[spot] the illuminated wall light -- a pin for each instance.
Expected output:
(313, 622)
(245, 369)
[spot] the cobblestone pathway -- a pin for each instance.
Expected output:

* * * *

● Task
Copy every entry above word for word.

● Answer to this task
[spot] the illuminated wall light -- a pin for each instance.
Expected output:
(313, 622)
(245, 369)
[spot] the cobblestone pathway -- a pin for each instance.
Expected output:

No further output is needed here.